▶ _Document excerpt_
________

Introduce RFC for RDB format #28

murphyjacob4 · 2025-01-23T22:39:10Z

No description provided.

Signed-off-by: Jacob Murphy <[email protected]>

PingXie · 2025-01-24T02:36:02Z

rfc/rdb-format.md

+
+## Design considerations
+
+- If no new features are used, we should support full forwards compatibility


If no new features are used, we should support full forwards compatibility

This statement has an implication that we shouldn't change the encoding outside of the new features and would preclude future occurrences of ziplist to listpack conversion.

Just noticed that the rfc is filed under the valkey search repo so I assume the scope is limited to this particular module? Or you are thinking about other modules or even perhaps RDB in general?

With a thoughtful design of RDB format, we can support both backward and forward compatibility even when new features are introduced. For example, we can save data section by section. Each section is identified by a unique opcode. Each section's data format could be: opcode-count-blobs, where count means number of following blobs. There will be one loader function per opcode. Backward compatibility can be achieved by always maintaining the past opcodes and loader functions. Forward compatibility can be achieved by skipping the section whose opcode is unknown.

Just noticed that the rfc is filed under the valkey search repo so I assume the scope is limited to this particular module? Or you are thinking about other modules or even perhaps RDB in general?

Right - this is just for ValkeySearch. Valkey engine RDB format is not included in this proposal.

This statement has an implication that we shouldn't change the encoding outside of the new features

Right - I think for ValkeySearch this will be the default stance. If we need to change the encoding in a way that would prevent clean downgrade - we will have to bump semantic versioning.

PingXie · 2025-01-24T02:39:30Z

rfc/rdb-format.md

+
+## Motivation
+
+Our existing RDB format is a good start, but it also is fairly rigid, not supporting new types of data being stored in the RDB other than index definitions and index contents.


I think we need to articulate the real use cases here. Being rigid on its own is neutral IMO - we do want the car's frame to be rigid :)

There are items that have been discussed that could all lead to changes in the RDB format.

Save operations that retain the inflight-state of the ingestion pipeline.

Support for sharing of data between the search module and core (initially Vector data, but potentially other data) -- aka "dedup".

Unlike a car frame which is replaced when you buy a new car - we will need to support the same RDB format for the foreseeable future. It is more like if the same car frame for the 2000 Honda Civic had to work for the 2001, 2002, 2003, etc :)

But let me add some examples here. Allen has a good start

rfc/rdb-format.md

yairgott · 2025-01-24T02:50:49Z

rfc/rdb-format.md

+## Design considerations
+
+- If no new features are used, we should support full forwards compatibility
+- If new features are used, we should ensure this lack of compatibility is understood on previous versions, and fast fail the RDB load


We should support the concept of mandatory and non-mandatory fields. Present of a mandatory field leads to load failure on older instances while passing for the non-mandatory fields.

________

▶ _Record set_
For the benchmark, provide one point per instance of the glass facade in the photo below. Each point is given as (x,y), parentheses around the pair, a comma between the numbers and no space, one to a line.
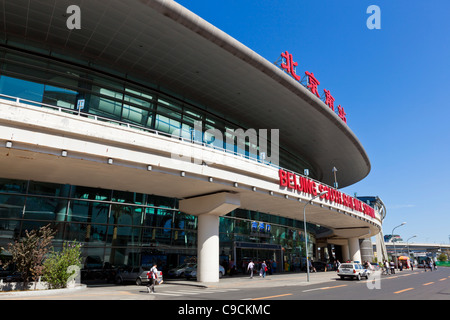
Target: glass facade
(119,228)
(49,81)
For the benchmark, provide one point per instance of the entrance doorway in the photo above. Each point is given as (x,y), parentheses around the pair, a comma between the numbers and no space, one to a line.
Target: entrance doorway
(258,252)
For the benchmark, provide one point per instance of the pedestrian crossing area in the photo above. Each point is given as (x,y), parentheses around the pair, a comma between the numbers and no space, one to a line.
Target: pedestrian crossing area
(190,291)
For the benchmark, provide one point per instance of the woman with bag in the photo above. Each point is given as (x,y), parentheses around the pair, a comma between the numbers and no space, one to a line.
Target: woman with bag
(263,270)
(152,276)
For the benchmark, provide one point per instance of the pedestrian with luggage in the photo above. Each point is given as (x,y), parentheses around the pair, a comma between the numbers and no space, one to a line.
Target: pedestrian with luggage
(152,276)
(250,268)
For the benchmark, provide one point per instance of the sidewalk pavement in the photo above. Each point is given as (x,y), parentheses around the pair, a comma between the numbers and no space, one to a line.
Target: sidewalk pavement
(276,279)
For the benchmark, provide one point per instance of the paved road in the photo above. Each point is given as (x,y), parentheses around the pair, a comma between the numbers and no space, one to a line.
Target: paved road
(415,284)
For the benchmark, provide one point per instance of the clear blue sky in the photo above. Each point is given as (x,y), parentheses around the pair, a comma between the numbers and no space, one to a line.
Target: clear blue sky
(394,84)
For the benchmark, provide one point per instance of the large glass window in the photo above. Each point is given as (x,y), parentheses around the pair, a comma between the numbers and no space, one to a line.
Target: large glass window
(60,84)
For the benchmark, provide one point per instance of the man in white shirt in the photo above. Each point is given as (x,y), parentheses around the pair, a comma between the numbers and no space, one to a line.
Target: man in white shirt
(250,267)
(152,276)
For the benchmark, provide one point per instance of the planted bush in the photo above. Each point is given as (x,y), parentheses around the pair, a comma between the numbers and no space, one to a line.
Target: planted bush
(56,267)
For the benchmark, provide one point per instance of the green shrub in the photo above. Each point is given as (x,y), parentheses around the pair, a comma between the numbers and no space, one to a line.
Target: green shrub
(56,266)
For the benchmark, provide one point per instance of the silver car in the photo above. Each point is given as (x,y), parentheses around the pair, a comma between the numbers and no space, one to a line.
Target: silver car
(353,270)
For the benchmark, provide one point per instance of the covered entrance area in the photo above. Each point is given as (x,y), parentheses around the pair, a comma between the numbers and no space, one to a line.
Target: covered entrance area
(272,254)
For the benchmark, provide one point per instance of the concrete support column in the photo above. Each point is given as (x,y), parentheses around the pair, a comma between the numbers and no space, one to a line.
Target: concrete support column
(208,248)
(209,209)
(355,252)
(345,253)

________

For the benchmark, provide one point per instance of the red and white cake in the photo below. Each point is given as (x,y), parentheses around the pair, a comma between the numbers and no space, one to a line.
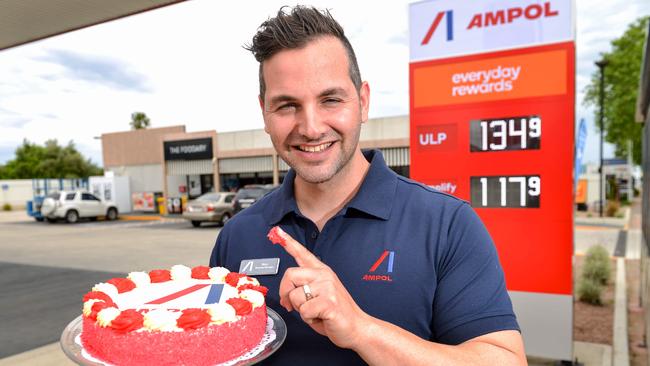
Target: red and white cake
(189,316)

________

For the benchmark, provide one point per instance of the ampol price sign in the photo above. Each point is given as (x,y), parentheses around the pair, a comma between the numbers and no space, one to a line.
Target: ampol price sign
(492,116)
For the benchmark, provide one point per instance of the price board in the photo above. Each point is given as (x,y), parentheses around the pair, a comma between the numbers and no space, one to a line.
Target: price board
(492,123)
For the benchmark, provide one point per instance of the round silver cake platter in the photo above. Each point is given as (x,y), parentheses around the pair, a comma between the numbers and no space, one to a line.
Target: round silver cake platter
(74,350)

________

▶ _Parts of the exercise_
1. List the distinct usernames that appear at the head of the posts in the RDB format thread.
2. Resume the RDB format thread right after its final sentence.
The lines are separate material, unrelated to the RDB format thread.

▶ _Expected responses_
1. murphyjacob4, PingXie, yairgott

2.
I think it's always difficult to predict the future. Having an extensible format for storing things like index definitions allows old code to ignore fields it doesn't understand -- here using protobufs for index defs was a good choice as it explicitly includes this design concept. Extending this concept to enable additional ignorable sections of the RDB area on a global, per index-schema and per-field-index will also increase flexibility there.

I would also propose that we include a version number that's structured according to the principals of semantic versioning. Thus new when new fields or sections are added which can be safely ignored by older version, we can simply increment a minor version number. Changes or additions that can't be read by old code can increment the major version number.

I would also propose that we include a version number that's structured according to the principals of semantic versioning. Thus new when new fields or sections are added which can be safely ignored by older version, we can simply increment a minor version number. Changes or additions that can't be read by old code can increment the major version number.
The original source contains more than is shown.